Actions to take>
1. In the article about the heart-patient study, which healthcare group were the researchers part of?
2. Write the next part of the article about the ECG algorithm study, picking up right after its final sentence.

Researchers found that a black-box algorithm predicted patient death better than humans.
They used ECG results to sort historical patient data into groups based on who would die within a year.
Although the algorithm performed better, scientists don’t understand how or why it did.
Albert Einstein’s famous expression “spooky action at a distance” refers to quantum entanglement, a phenomenon seen on the most micro of scales. But machine learning seems to grow more mysterious and powerful every day, and scientists don’t always understand how it works. The spookiest action yet is a new study of heart patients where a machine-learning algorithm decided who was most likely to die within a year based on echocardiogram (ECG) results, reported by New Scientist.
The algorithm performed better than the traditional measures used by cardiologists. The study was done by researchers in Pennsylvania’s Geisinger regional healthcare group, a low-cost and not-for-profit provider.
Much of machine learning involves feeding complex data into computers that are better able to examine it really closely. To analogize to calculus, if human reasoning is a Riemann sum, machine learning may be the integral that results as the Riemann calculation approaches infinity. Human doctors do the best they can with what they have, but whatever the ECG algorithm is finding in the data, those studying the algorithm can’t reverse engineer what it is.

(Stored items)

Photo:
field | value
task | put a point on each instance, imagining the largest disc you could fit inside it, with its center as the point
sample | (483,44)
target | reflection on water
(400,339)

Task responses>
1. Pennsylvania's Geisinger regional healthcare group

2.
The most surprising axis may be the number of people cardiologists believed were healthy based on normal ECG results: “The AI accurately predicted risk of death even in people deemed by cardiologists to have a normal ECG,” New Scientist reports.
To imitate the decision-making of individual cardiologists, the Geisinger team made a parallel algorithm out of the factors that cardiologists use to calculate risk in the accepted way. It’s not practical to record the individual impressions of 400,000 real human doctors instead of the results of the algorithm, but that level of granularity could show that cardiologists are more able to predict poor outcomes than the algorithm indicates.
It could also show they perform worse than the algorithm—we just don’t know. Head to head, having a better algorithm could add to doctors’ human skillset and lead to even better outcomes for at-risk patients.
Machine learning experts use a metric called area under the curve (AUC) to measure how well their algorithm can sort people into different groups. In this case, researchers programmed the algorithm to decide which people would survive and which would die within the year, and its success was measured in how many people it placed in the correct groups. This is why future action is so complicated: People can be misplaced in both directions, leading to false positives and false negatives that could impact treatment. The algorithm did show an improvement, scoring 85 percent versus the 65 to 80 percent success rate of the traditional calculus.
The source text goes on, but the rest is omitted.